Excerpt —

Questar E&P production from the Pinedale Anticline in western Wyoming grew 29% from the year-earlier quarter and comprised about 30% of Questar E&P total production for the period. The company operated and had an ownership interest in 144 producing wells at Pinedale at the end of the first quarter (unchanged from year-end 2005), compared to 106 wells a year ago. In the Uinta Basin of eastern Utah, Questar E&P grew production 9% compared to the first quarter of 2005. Uinta Basin production in the year-ago quarter was negatively affected by weather-related delays and other production constraints. Production from Questar E&P Rocky Mountain “Legacy” properties increased 24% in the 2006 quarter, including the 0.7 Bcfe gas-imbalance settlement. Excluding the imbalance settlement, Legacy production volumes grew 7% in the current quarter compared to the year-earlier period, driven by the company’s emerging gas play in the Vermillion Basin. Legacy assets include all Questar E&P Rocky Mountain region producing properties except the Pinedale Anticline and the Uinta Basin. In the Midcontinent, Questar E&P grew production 26% to 11.3 Bcfe, driven by ongoing development drilling in the Elm Grove field in northwest Louisiana.


Questar E&P average realized natural gas price in the first quarter of 2006 increased 32% to $6.26 per thousand cubic feet (Mcf) compared to $4.76 per Mcf in the 2005 period. During the first quarter of 2006, Questar E&P average realized oil and NGL price was $50.42 per barrel compared with $38.74 a year earlier, a 30% increase. Hedging reduced gas revenues $16.0 million and oil revenues $3.7 million in the first quarter of 2006.


Questar may hedge up to 100% of its forecast production from proved reserves to lock in acceptable returns on invested capital and to protect returns, cash flow and net income from a decline in commodity prices. During the first quarter of 2006, Questar E&P continued to take advantage of higher natural gas and oil prices to hedge additional production in 2006, 2007 and 2008.


Questar E&P controllable production costs (the sum of depreciation, depletion and amortization expense, lease operating expense, general and administrative expense, and allocated interest expense) per unit of production increased 5% compared to the first quarter of 2005.


Questar E&P – Controllable Production Cost Structure

 

3 Months Ended

 

March 31,

%

 

2006

2005

Change

 

     (Per Mcfe)

 
    

Depreciation, depletion and amortization

$1.28

$1.13

  13%

Lease operating expense

0.54

0.55

     (2)

General and administrative expense

0.34

0.34

       -

Allocated interest expense

0.19

0.21

     (10)

     Controllable costs (excludes taxes)

$2.35

$2.23

   5%


Depreciation, depletion and amortization expense rose 13% due to higher costs for drilling, completion and related services, increased cost of steel casing, other tubulars and wellhead equipment, and the ongoing depletion of older, lower-cost reserves. Per-unit lease operating expense decreased slightly as increased costs of materials and consumables were offset by higher production volumes. Similarly, interest expense per unit decreased in the current quarter as total interest expense remained about constant.

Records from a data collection

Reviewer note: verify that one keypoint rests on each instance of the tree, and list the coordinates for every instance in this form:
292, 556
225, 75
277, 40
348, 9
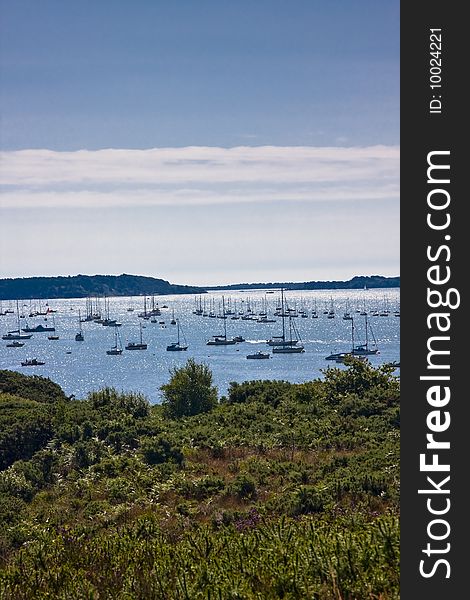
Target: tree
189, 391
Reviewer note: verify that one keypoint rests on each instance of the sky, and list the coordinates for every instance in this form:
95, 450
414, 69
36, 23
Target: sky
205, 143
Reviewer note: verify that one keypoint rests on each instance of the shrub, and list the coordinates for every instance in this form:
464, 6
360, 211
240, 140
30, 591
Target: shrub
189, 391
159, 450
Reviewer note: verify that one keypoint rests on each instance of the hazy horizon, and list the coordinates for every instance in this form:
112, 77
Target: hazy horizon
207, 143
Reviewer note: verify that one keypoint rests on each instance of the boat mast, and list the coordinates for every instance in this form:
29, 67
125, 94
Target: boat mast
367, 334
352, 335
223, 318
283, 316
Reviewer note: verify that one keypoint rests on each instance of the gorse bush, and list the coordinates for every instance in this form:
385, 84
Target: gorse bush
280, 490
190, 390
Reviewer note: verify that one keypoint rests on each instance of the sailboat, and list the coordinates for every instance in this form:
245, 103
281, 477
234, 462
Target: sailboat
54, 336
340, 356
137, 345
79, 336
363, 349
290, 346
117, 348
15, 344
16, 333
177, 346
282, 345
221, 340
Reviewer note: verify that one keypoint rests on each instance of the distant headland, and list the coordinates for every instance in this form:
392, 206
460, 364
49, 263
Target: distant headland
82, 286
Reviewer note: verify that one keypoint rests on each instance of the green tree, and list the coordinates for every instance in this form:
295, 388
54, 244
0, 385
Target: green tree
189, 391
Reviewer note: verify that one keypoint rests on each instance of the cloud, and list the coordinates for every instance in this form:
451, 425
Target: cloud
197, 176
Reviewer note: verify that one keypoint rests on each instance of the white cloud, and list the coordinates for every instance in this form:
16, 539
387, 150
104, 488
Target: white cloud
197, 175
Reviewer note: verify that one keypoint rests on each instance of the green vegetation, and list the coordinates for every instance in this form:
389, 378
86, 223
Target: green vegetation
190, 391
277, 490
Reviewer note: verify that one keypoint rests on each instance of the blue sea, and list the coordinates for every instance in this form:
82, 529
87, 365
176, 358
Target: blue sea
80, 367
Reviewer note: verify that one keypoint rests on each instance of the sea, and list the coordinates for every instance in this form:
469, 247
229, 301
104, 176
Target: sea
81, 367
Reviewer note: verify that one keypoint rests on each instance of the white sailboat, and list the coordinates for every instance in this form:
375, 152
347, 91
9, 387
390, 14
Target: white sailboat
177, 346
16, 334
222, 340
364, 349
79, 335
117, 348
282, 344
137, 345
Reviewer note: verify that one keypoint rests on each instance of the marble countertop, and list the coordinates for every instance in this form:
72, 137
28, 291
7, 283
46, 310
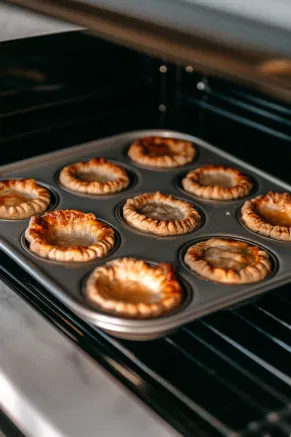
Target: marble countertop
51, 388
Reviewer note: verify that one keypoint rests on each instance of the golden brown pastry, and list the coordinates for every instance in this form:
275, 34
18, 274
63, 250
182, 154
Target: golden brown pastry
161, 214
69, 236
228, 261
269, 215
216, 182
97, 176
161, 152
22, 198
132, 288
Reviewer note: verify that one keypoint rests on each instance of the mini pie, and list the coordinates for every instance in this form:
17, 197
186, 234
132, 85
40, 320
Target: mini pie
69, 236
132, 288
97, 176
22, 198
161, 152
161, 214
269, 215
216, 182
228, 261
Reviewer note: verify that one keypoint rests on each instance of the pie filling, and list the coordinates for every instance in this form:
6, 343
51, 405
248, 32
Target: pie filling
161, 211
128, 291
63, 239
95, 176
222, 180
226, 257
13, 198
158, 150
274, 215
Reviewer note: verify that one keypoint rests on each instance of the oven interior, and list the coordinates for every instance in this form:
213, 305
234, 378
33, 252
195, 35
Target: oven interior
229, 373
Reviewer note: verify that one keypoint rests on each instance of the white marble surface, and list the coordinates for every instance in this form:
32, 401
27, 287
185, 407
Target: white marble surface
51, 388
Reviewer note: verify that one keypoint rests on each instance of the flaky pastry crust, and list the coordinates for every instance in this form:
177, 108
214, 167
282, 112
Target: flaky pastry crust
* * *
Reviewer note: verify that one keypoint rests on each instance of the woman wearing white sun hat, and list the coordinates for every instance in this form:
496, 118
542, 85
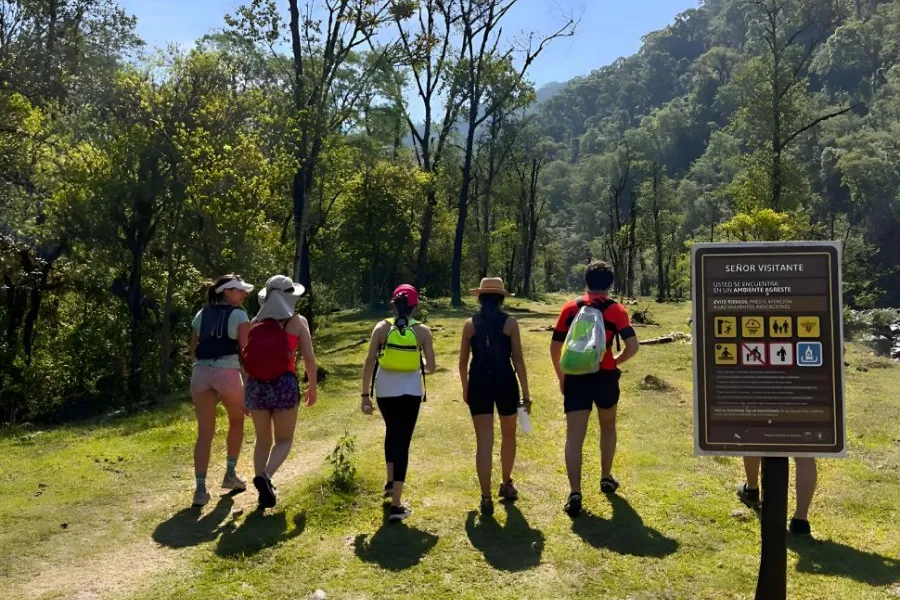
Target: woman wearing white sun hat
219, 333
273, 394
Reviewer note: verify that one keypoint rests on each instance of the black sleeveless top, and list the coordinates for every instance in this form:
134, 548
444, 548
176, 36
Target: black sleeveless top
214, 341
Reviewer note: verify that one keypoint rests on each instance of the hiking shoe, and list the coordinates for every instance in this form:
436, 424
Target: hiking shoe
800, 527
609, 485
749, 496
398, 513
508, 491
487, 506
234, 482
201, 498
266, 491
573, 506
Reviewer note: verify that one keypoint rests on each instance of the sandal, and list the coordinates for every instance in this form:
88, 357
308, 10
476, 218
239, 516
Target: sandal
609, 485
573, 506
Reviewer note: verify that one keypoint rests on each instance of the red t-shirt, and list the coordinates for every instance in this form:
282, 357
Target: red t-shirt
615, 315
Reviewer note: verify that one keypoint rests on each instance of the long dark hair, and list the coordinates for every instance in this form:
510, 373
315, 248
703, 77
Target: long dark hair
==
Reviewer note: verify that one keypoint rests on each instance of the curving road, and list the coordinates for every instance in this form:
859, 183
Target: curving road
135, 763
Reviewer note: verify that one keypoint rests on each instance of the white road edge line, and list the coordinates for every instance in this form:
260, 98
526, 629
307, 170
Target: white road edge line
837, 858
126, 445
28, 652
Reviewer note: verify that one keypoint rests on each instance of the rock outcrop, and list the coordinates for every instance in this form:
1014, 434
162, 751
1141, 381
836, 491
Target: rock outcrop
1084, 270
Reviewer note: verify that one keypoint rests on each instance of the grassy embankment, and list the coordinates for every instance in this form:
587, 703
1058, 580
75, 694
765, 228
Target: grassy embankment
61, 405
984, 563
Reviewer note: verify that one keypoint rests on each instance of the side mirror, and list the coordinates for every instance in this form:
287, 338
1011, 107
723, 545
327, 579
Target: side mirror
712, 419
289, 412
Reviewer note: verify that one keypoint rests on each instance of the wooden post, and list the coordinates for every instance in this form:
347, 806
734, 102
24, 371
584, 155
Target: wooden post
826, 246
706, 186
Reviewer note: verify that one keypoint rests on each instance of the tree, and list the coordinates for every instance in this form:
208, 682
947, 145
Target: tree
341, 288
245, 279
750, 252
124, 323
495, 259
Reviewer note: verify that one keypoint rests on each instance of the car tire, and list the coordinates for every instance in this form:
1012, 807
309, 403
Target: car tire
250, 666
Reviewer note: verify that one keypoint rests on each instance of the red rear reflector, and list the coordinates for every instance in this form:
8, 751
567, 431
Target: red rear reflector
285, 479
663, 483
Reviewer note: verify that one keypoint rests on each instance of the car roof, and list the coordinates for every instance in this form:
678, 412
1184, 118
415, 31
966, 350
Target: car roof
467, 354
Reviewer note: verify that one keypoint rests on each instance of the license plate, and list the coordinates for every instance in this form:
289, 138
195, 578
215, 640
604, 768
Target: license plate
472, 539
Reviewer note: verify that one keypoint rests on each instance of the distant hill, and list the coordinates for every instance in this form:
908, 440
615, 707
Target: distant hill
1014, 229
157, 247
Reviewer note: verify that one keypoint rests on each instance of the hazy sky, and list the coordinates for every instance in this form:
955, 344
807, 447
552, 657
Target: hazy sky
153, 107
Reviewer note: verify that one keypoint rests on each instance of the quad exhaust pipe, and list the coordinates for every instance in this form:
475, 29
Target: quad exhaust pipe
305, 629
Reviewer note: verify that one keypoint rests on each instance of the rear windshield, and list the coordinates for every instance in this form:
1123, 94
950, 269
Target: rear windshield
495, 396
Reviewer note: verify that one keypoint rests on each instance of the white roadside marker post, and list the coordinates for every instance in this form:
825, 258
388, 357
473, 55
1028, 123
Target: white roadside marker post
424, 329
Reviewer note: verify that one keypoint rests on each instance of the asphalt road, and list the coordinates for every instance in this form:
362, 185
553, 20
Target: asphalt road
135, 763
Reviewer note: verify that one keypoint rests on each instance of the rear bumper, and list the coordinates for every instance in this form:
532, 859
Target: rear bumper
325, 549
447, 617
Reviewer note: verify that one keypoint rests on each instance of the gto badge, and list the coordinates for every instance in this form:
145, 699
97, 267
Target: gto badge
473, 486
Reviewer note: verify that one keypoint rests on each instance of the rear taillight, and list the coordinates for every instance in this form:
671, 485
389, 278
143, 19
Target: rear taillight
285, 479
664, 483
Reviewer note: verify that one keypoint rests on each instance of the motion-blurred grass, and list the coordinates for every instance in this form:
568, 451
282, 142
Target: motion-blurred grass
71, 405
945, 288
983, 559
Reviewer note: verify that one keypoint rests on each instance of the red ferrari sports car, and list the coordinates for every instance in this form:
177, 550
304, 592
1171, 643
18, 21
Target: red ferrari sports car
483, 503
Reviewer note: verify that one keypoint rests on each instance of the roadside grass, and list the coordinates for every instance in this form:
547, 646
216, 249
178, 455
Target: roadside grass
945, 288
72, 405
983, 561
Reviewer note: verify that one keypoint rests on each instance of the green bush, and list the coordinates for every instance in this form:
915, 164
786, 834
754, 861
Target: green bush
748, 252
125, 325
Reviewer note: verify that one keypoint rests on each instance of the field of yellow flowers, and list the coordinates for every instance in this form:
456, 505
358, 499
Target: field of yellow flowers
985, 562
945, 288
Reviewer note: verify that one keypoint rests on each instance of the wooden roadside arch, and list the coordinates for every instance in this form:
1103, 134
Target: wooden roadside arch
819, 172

Job 1 — From the report excerpt, list the expense items that are summed to make up Questar E&P's controllable production costs.
Job 2 — Collect every line of the records that contains the string "hiking", treating uppercase and lowercase as different.
The report excerpt and the records are unrelated pieces of material.

Final answer 1 —
- Depreciation, depletion and amortization expense
- Lease operating expense
- General and administrative expense
- Allocated interest expense

Final answer 2 —
Reviewer note: verify that one keypoint rests on each instance of the hiking shoe, and list the coordinates for every instance in this form:
Target: hiking shoe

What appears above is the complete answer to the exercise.